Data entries

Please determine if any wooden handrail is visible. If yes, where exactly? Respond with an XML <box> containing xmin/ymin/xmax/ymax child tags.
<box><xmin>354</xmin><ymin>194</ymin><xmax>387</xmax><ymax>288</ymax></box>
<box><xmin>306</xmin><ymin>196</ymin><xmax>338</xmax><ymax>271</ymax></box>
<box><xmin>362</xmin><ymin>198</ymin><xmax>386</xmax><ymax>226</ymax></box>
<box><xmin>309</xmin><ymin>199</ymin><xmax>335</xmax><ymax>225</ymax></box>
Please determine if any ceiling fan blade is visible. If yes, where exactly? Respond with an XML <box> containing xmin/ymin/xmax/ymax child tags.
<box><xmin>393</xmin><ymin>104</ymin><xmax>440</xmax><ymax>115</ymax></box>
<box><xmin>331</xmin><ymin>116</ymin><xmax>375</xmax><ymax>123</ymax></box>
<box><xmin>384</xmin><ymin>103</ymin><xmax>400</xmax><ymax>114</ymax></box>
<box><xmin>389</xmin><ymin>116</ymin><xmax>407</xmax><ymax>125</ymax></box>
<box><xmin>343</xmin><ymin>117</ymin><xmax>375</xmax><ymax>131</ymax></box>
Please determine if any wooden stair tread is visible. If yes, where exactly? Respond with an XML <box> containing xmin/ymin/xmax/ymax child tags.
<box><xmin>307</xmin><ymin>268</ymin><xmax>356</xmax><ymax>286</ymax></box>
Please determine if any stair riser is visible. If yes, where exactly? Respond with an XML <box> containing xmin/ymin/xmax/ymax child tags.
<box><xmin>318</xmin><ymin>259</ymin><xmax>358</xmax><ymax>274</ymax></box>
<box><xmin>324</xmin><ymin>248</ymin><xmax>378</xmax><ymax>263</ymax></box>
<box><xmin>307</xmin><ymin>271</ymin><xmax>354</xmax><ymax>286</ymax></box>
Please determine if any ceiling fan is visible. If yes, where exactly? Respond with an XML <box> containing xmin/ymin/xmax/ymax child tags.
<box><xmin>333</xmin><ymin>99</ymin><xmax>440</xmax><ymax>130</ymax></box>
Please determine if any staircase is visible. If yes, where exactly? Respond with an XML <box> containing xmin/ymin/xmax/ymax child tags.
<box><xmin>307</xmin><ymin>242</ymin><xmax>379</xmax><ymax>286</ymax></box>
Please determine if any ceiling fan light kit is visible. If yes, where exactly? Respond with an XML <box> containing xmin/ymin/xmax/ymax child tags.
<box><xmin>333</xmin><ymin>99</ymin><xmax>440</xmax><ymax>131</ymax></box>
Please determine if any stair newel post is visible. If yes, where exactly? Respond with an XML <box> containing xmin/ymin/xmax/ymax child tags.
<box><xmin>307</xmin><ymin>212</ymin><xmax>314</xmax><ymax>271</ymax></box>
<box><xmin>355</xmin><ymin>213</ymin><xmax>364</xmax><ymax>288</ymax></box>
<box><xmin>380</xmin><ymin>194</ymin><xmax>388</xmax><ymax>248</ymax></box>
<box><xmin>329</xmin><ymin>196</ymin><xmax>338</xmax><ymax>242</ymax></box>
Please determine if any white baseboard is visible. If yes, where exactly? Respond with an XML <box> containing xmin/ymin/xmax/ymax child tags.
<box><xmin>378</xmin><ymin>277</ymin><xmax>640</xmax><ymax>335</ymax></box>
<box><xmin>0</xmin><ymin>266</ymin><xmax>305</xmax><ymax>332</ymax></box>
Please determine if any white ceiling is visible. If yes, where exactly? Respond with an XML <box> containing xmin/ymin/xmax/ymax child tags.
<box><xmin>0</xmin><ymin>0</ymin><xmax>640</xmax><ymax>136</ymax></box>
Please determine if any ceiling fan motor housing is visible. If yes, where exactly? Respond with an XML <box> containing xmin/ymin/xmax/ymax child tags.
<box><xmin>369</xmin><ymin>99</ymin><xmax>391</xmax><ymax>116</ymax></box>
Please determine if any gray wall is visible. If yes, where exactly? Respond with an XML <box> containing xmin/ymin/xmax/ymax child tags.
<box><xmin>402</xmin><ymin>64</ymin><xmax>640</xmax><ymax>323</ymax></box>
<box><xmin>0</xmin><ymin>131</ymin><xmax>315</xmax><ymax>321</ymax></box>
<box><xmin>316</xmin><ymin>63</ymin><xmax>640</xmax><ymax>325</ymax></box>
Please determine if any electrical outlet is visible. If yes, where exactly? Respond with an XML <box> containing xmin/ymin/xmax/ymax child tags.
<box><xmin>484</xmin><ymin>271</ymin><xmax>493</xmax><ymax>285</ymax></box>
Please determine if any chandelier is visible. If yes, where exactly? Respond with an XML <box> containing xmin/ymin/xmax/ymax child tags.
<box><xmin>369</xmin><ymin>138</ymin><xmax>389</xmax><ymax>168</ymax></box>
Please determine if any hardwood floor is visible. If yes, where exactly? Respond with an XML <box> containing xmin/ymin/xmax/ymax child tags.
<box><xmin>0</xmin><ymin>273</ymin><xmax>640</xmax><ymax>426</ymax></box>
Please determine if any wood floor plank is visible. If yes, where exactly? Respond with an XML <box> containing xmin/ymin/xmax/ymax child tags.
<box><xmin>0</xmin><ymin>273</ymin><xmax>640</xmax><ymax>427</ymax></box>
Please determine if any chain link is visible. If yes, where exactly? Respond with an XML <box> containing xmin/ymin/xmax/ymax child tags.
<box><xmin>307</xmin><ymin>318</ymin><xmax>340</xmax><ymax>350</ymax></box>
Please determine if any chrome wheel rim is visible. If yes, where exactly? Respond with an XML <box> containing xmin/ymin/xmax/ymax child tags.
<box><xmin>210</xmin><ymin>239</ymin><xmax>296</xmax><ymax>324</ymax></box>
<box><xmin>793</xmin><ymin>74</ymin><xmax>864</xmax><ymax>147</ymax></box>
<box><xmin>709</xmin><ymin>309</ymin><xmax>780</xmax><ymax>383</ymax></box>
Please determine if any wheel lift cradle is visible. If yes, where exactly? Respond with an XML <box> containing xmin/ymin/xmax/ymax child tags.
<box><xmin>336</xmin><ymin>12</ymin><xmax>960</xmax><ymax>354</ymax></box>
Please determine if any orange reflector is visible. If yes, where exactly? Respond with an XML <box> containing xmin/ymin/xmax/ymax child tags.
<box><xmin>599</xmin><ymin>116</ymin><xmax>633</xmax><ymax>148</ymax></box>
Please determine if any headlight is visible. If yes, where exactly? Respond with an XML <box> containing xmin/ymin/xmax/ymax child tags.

Your goal. Please count the lines in the material above that contain the word "wooden", and give only the number.

Answer to the task. 2